Selected extract:

-*-*-

Major Parenting Differences W/hubby

Updated on May 28, 2009
G.C. asks from Princeton, NJ
5 answers

We have a 22 month old and a 4 week old. It was tough for the toddler to adjust to the new baby because she had so much attention before but she's getting used to being a big sister. The problem is that I feel like my husband totally spoils our toddler. Sure, we want to help her transition but to me, there's a big difference between giving her the attention she needs and giving in to her every demand, which is what he does.

She'ss fine all day but then when dad comes home, she demands to be picked up. If he doesn't, she starts whining and crying because she knows he'll cave. She doesn't do this with me. We all know it's good to offer choices, but instead of just A or B, he offers A-Z or asks open ended questions like "what do you want to eat?" which I'm afraid will set me up to be a short order cook. If she asks for cookies right before dinner, he gives them to her. Kids should go to bed at roughly the same time every night but he lets her hang out until she's obviously exhausted. And on and on.

-*-*-

Listing:

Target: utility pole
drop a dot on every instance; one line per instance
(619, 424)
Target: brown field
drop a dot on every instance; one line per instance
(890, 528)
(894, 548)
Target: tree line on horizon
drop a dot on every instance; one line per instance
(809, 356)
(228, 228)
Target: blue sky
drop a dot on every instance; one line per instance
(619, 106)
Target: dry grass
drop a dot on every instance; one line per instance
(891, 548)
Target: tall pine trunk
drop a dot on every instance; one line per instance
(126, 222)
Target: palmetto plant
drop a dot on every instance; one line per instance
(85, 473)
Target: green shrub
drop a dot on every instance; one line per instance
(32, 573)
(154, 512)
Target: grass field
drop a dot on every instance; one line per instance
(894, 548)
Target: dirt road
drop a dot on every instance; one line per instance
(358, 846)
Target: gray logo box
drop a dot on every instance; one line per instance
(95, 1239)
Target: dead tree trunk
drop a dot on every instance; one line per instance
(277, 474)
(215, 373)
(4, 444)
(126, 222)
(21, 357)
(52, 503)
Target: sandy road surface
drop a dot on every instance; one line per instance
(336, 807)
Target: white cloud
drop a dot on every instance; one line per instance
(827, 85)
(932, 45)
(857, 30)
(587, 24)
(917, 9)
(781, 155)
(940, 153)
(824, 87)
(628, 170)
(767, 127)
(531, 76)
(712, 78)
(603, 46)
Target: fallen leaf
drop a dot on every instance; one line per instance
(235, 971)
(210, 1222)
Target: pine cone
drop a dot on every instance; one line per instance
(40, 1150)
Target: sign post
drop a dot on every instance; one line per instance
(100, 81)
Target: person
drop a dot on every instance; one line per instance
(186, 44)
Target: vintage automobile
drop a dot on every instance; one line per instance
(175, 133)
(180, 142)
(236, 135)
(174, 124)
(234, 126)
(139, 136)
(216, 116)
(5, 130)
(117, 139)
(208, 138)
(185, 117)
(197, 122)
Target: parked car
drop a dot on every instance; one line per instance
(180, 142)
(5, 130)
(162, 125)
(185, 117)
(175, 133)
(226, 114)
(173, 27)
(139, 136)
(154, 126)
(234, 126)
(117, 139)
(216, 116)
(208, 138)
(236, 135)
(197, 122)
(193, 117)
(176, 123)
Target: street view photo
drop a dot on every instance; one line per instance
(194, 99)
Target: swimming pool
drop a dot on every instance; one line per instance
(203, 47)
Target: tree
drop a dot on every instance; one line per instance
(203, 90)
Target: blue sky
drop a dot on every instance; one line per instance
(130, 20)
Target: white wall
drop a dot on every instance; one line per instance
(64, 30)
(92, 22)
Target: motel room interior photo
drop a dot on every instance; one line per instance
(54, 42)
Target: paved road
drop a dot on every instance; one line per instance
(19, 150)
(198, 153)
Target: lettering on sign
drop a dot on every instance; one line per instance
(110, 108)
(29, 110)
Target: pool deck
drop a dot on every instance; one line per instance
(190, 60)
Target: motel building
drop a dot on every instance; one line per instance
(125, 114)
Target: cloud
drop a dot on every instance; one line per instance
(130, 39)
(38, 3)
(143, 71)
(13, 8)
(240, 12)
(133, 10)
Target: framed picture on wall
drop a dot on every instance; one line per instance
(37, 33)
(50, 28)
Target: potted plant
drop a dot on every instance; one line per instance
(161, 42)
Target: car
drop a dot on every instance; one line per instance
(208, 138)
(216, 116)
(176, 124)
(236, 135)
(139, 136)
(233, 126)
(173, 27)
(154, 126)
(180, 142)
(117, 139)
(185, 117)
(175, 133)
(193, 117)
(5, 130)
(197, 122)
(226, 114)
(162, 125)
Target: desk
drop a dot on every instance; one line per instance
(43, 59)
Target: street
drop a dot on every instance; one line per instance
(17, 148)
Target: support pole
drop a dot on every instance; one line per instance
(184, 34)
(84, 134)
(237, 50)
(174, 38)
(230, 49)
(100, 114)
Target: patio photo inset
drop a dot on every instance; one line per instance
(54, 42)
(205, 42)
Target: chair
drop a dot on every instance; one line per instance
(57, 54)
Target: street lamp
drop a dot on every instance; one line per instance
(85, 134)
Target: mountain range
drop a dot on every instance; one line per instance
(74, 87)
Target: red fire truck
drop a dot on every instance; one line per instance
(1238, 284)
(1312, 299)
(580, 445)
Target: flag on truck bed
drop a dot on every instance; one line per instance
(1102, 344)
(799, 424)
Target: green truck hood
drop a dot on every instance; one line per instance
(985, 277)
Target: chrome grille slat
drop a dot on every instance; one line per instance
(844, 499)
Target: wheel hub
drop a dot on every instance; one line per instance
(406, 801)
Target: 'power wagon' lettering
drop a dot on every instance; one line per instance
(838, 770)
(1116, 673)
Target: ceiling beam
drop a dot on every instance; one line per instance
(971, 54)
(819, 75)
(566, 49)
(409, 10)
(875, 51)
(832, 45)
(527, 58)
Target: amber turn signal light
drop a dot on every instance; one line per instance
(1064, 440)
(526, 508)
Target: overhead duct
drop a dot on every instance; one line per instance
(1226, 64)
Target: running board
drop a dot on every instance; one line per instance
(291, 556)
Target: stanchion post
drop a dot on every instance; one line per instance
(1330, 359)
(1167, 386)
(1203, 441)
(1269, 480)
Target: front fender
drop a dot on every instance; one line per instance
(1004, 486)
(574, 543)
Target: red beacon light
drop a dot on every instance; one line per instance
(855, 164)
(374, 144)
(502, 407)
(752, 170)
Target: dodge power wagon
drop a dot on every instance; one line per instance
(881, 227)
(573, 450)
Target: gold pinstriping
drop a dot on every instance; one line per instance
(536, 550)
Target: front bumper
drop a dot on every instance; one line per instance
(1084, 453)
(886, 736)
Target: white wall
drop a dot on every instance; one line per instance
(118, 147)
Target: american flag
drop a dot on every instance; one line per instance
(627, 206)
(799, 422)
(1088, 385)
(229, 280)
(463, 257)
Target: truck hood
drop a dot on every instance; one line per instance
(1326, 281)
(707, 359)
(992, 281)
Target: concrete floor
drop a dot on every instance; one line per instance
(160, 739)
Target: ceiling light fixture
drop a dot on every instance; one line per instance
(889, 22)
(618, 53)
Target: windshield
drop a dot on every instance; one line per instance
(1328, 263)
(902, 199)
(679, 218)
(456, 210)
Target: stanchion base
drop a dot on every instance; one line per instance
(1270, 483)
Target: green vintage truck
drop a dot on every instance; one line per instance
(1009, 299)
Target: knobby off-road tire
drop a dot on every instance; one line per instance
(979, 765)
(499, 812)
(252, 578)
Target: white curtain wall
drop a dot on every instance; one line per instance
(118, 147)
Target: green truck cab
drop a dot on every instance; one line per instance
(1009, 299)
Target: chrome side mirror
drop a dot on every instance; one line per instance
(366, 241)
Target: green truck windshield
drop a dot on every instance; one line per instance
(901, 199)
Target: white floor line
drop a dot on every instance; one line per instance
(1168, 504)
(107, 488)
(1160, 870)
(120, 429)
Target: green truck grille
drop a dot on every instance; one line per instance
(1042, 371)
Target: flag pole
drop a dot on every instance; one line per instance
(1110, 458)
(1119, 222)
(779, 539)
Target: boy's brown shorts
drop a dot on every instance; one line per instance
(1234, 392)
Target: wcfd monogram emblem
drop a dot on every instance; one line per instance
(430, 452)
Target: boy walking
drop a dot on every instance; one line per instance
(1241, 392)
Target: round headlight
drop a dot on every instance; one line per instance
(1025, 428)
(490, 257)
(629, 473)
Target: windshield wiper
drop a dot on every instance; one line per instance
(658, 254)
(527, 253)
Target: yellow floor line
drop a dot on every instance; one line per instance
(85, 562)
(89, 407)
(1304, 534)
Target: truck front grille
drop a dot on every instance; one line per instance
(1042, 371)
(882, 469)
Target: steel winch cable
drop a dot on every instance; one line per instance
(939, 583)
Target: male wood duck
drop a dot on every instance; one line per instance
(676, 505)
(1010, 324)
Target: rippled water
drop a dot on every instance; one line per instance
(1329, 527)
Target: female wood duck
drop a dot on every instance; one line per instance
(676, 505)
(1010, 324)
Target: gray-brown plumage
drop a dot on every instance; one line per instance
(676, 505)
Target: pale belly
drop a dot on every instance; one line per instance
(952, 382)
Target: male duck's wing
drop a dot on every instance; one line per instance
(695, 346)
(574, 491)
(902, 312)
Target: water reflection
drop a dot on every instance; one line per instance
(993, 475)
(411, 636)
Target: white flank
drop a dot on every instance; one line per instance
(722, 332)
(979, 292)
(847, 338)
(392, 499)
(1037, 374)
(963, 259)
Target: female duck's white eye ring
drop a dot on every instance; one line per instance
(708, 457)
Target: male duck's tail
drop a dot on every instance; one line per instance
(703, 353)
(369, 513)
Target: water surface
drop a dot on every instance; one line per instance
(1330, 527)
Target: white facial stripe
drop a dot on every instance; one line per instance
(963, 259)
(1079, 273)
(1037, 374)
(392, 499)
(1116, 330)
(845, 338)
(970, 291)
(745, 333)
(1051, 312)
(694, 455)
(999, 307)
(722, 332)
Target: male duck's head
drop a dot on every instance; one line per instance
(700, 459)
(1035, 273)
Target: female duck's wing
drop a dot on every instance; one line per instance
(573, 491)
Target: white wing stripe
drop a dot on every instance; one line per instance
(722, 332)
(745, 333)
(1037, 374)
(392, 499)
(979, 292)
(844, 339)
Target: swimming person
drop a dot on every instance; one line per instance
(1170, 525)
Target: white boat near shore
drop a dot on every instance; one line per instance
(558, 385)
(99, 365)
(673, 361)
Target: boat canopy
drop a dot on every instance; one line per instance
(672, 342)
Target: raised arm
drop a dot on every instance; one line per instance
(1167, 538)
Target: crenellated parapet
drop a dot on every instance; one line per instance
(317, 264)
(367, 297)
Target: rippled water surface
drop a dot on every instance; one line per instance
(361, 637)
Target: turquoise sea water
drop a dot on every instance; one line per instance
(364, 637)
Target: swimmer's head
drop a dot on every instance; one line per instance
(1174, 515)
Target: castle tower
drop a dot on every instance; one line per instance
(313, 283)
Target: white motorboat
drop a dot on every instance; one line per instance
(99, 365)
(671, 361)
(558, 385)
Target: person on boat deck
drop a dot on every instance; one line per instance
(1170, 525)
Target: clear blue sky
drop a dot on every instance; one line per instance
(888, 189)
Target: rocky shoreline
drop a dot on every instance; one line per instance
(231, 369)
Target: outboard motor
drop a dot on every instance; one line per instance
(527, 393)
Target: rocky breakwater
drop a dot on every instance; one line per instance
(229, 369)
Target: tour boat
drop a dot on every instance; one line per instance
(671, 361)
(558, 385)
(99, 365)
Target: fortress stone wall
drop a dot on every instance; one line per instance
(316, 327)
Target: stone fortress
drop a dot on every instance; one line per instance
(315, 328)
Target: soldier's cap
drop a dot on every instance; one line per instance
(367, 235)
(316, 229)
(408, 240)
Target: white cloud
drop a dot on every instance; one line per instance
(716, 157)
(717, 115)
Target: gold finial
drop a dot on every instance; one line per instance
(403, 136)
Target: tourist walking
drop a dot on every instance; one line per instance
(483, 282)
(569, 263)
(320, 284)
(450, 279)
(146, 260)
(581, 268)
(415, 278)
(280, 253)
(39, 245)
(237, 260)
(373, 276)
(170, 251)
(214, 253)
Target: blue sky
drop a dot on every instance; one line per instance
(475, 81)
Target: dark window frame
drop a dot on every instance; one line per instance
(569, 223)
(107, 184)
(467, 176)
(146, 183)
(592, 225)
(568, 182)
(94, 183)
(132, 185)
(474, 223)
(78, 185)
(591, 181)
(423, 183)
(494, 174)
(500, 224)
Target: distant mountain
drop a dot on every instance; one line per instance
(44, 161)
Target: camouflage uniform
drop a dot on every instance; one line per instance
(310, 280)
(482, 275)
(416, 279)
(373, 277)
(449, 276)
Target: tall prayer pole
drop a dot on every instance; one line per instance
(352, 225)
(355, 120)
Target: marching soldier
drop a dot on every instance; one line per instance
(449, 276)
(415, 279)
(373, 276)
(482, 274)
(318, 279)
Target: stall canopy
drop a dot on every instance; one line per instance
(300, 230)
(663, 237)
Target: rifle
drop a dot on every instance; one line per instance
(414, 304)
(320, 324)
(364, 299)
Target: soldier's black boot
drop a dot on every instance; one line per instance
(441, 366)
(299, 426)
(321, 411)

-*-*-

Aim:
In the post about parenting differences, what does the father do when the toddler asks for cookies right before dinner? The rows aren't needed for this.

Answer to the task:
He gives them to her.